Filter the lines below, keeping only those that contain the word "result", and copy each kept line.

Data drawn from a collection:
--

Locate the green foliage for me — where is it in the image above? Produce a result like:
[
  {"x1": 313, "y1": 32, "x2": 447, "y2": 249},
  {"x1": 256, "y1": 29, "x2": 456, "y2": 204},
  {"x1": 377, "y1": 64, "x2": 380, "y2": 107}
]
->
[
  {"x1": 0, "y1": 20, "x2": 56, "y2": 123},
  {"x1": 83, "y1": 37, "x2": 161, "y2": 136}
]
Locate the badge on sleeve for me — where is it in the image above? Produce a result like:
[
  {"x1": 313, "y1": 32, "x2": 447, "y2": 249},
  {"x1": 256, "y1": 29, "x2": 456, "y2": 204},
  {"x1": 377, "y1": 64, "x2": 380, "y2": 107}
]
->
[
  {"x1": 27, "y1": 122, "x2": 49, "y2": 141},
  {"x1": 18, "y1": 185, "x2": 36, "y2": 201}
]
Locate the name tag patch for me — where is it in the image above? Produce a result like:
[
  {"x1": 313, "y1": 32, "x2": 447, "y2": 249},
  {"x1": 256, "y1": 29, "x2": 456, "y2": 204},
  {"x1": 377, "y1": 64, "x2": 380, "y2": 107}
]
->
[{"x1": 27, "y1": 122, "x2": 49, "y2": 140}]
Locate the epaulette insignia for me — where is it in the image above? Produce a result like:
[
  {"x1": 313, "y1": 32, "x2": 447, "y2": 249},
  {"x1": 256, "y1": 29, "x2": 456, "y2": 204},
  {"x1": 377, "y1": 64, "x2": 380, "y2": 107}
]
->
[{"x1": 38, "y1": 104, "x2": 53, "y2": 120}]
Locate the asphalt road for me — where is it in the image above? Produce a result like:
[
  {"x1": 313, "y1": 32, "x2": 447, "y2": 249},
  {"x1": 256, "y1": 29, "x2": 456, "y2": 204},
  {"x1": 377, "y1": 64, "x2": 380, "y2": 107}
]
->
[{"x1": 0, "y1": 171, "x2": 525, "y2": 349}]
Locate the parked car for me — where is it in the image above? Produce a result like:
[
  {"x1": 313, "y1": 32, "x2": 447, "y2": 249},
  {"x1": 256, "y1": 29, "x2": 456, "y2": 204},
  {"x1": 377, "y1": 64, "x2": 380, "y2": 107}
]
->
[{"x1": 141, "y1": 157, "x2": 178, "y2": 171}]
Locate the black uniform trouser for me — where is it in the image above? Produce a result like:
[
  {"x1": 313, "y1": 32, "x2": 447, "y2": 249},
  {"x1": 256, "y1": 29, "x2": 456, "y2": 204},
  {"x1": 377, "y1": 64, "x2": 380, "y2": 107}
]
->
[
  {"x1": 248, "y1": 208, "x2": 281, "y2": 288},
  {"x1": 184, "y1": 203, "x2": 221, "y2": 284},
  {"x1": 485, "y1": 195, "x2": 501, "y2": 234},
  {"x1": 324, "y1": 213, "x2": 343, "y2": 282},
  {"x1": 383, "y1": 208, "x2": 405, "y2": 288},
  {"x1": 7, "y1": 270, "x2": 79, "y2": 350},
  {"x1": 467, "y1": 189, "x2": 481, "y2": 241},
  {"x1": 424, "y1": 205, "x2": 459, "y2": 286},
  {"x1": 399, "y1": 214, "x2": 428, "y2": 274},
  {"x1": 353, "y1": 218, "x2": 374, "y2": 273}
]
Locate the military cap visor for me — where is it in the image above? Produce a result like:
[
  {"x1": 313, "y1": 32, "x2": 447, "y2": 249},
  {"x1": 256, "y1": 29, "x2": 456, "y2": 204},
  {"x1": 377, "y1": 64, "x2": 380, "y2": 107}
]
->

--

Exercise answer:
Locate the green foliage for me — where is it in the image above? Produce a result like:
Locate the badge on sleeve for me — where is it in the image above? Produce a result like:
Locate the name tag patch for me — where is it in the image above? Produce a result like:
Locate the epaulette insignia for me — where is it in the image above? Produce a result like:
Locate the asphalt road for me — where is it in the image above? Produce a result like:
Locate the parked car for me — where is it in the image above? Produce a result like:
Locate the black uniform trouser for me — where is it in the image above? Produce a result like:
Locate the military cap visor for me — where is it in the image above? Produce a result like:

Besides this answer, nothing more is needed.